» **TESTO DI PARTENZA**:
:::::

Benedetto XVI, il Papa che ha unito fede e ragione, speranza e carità

Benedetto XVI, ha affermato Papa Francesco, è stato “un grande Papa” per “il suo amore nei confronti della Chiesa e degli esseri umani”. Un amore che ha dato linfa al suo Pontificato in cui il Pastore mite e fermo, per 8 anni, ha retto con coraggio e saggezza il timone della Barca di Pietro, pur navigando in acque agitate e con venti contrari. Un amore che oggi acquista nuova luce nell’orizzonte del Giubileo della Misericordia e che ci ha consegnato un’immagine indimenticabile: l’anziano Papa emerito che, come un semplice fedele, attraversa la Porta Santa della Basilica di San Pietro.

Nel servizio di Alessandro Gisotti per la Radio Vaticana, torniamo a rivivere alcuni dei momenti del Pontificato di Benedetto XVI, il Papa che, per amore della Chiesa, rinunciò al Ministero Petrino:

27 aprile 2014, 10.06. Un milione di sguardi si rivolge al sagrato della Basilica di San Pietro. Molti di più quelli che assistono all’evento in mondovisione: Benedetto XVI, il Papa emerito, abbraccia Francesco, il Papa regnante. L’abbraccio fraterno avviene sotto gli arazzi dei due Pontefici Santi, Giovanni XXIII e Giovanni Paolo II. Il primo rimanda immediatamente al Concilio Vaticano II, dove il giovane e brillante teologo Joseph Ratzinger partecipò come consulente del cardinale Frings. Il secondo richiama naturalmente all’amicizia speciale e alla feconda collaborazione tra il Papa polacco e il cardinale tedesco. In quel momento, impensato e impensabile fino a un anno prima, è dunque come racchiuso il senso della vita e del ministero petrino di Papa Benedetto.

:::::

» **ESTRATTO DEL DATASET**:
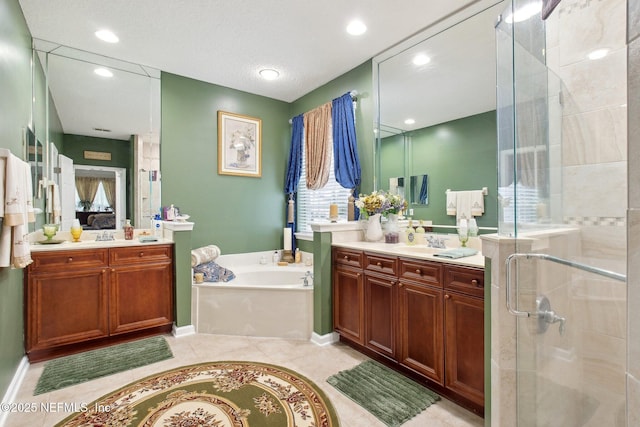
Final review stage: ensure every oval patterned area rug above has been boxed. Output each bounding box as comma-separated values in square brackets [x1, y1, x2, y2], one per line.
[57, 362, 339, 427]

:::::

» **CONSEGNA**: Estrai senza alcuna modifica, dal testo su Benedetto XVI, il tratto che va dalle parole "Benedetto XVI, il Papa che ha" fino alle parole "Santa della Basilica di San Pietro." comprese.

» **SOLUZIONE**:
Benedetto XVI, il Papa che ha unito fede e ragione, speranza e carità

Benedetto XVI, ha affermato Papa Francesco, è stato “un grande Papa” per “il suo amore nei confronti della Chiesa e degli esseri umani”. Un amore che ha dato linfa al suo Pontificato in cui il Pastore mite e fermo, per 8 anni, ha retto con coraggio e saggezza il timone della Barca di Pietro, pur navigando in acque agitate e con venti contrari. Un amore che oggi acquista nuova luce nell’orizzonte del Giubileo della Misericordia e che ci ha consegnato un’immagine indimenticabile: l’anziano Papa emerito che, come un semplice fedele, attraversa la Porta Santa della Basilica di San Pietro.